# [GIVEN EXERCISE 1]
Retype the passage on RNN- and CNN-based forecasting models from "3.2. CNN-Based Models" to "on long sequences.".
# [GIVEN EXERCISE 2]
According to the passage on RNN- and CNN-based forecasting models, how many auxiliary tasks does MLCNN's multi-tasking architecture use?
# [GIVEN EXERCISE 3]
Decide whether each statement agrees with the passage on RNN- and CNN-based forecasting models, answering yes or no and quoting the deciding words: (a) DSANet feeds each univariate time series into two parallel convolution structures. (b) MLCNN builds its intermediate feature maps through a 5-layer CNN. (c) RNN-based methods are higher in complexity than Transformer-based models.

# [DOCUMENT TEXT]
While RNN-based methods have experienced periods without good performance in either predictive accuracy or forecasting capability for LSTF issues, they are lower in complexity compared to Transformer-based models. Moreover, the structure of RNN-based models is more suitable for processing time series data and allows long- and short-term patterns to be captured simultaneously. By studying strategies that have proven successful in other network models, such as patching techniques, RNN-based models may shine again. We summarize the RNN-based models in
Table 1.
3.2. CNN-Based Models
Convolutional neural network (CNN) is crucial for the success of deep learning in the CV realm. In the field of TSF, CNNs can leverage their high efficiency in local feature extraction. Meanwhile, temporal convolutional networks (TCNs), after effectively introducing causal convolution and dilated convolution, are highly suitable for processing sequence data and improve the performance of handling long-term sequences in some scenarios. They are designed to address the problems of RNNs such as vanishing gradients and high computational complexity encountered in handling long sequences and utilize the advantages of modeling long-term dependencies faster and the ability to compute in parallel. Even though TCNs have increased performance, other neural network types may still perform better on long sequences.
DSANet [
47] focuses on time series with dynamic periodic or non-periodic patterns. It independently inputs each univariate time series into two parallel convolution structures, each operating at a different scale, to model global and local complex patterns, respectively. Meanwhile, each branch combines an individual self-attention module to learn the dependencies between different sequences. DSANet also employs an autoregressive component to address the issue of neural network output scale insensitivity to input scale, and, finally, considers the mixture of linear and non-linear components as a result. MLCNN [
48] places the construal-level theory of psychology as the core of the entire model design. From the human perspective, MLCNN uses abstract features to predict distant future values. Some specific features are used to predict near-future values, thereby improving the prediction performance by fusing prediction information from different future moments. To achieve this objective, an MLCNN was used to build a multi-tasking architecture wherein one main task and four auxiliary tasks were used to learn about the target future moment and its near- and distant-future values. The raw time series constructed five intermediate feature maps with different levels through a 10-layer one-dimension CNN. After that, it was used as the input for the subsequent LSTM-based fusion-encoder–main-decoder part to obtain the result of the non-linear part, and then the linear part’s results obtained using AR were merged to obtain the final prediction.

# [RECORDED DATA]
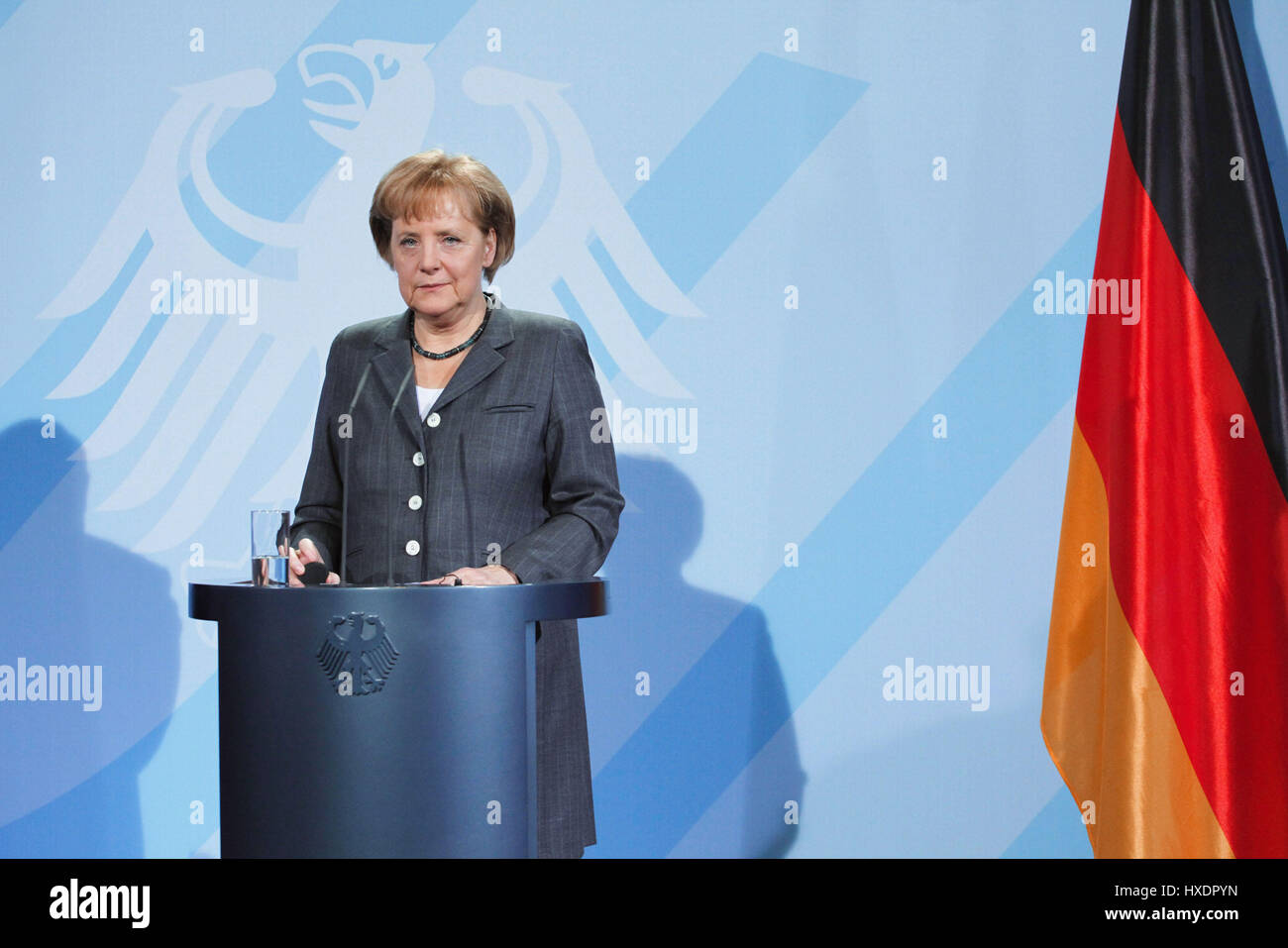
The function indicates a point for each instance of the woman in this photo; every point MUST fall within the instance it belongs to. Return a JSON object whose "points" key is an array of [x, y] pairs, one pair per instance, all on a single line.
{"points": [[483, 471]]}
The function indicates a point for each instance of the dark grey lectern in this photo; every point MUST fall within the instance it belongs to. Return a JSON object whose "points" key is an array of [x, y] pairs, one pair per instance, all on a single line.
{"points": [[380, 721]]}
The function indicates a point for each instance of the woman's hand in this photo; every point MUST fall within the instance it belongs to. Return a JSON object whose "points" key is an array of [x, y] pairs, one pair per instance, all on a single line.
{"points": [[469, 576], [308, 553]]}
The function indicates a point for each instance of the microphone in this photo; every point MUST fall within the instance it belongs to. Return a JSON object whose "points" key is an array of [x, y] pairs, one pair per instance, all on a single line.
{"points": [[344, 488], [389, 493]]}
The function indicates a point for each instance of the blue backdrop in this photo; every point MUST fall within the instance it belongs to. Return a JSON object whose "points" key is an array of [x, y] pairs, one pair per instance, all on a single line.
{"points": [[803, 241]]}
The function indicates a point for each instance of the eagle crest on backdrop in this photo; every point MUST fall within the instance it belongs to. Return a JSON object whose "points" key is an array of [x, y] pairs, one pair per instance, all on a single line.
{"points": [[189, 366]]}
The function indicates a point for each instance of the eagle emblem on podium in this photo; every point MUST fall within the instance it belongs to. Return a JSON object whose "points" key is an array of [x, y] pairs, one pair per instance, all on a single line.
{"points": [[357, 653]]}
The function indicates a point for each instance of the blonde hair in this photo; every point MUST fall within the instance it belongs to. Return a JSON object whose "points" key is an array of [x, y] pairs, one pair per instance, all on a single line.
{"points": [[416, 185]]}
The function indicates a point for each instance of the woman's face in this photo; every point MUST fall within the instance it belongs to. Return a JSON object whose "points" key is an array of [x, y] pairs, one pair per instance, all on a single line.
{"points": [[439, 262]]}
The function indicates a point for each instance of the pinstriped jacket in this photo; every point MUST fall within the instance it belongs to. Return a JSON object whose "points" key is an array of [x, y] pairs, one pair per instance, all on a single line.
{"points": [[505, 460]]}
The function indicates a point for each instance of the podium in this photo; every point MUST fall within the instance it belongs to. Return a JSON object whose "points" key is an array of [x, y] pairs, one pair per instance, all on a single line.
{"points": [[381, 721]]}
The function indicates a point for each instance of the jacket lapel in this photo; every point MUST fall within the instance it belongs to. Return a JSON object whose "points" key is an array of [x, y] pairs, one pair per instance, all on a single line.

# [CORRECT RESPONSE 1]
3.2. CNN-Based Models
Convolutional neural network (CNN) is crucial for the success of deep learning in the CV realm. In the field of TSF, CNNs can leverage their high efficiency in local feature extraction. Meanwhile, temporal convolutional networks (TCNs), after effectively introducing causal convolution and dilated convolution, are highly suitable for processing sequence data and improve the performance of handling long-term sequences in some scenarios. They are designed to address the problems of RNNs such as vanishing gradients and high computational complexity encountered in handling long sequences and utilize the advantages of modeling long-term dependencies faster and the ability to compute in parallel. Even though TCNs have increased performance, other neural network types may still perform better on long sequences.

# [CORRECT RESPONSE 2]
Four auxiliary tasks, alongside one main task.

# [CORRECT RESPONSE 3]
(a) Yes: "It independently inputs each univariate time series into two parallel convolution structures"
(b) No: "five intermediate feature maps with different levels through a 10-layer one-dimension CNN"
(c) No: "they are lower in complexity compared to Transformer-based models"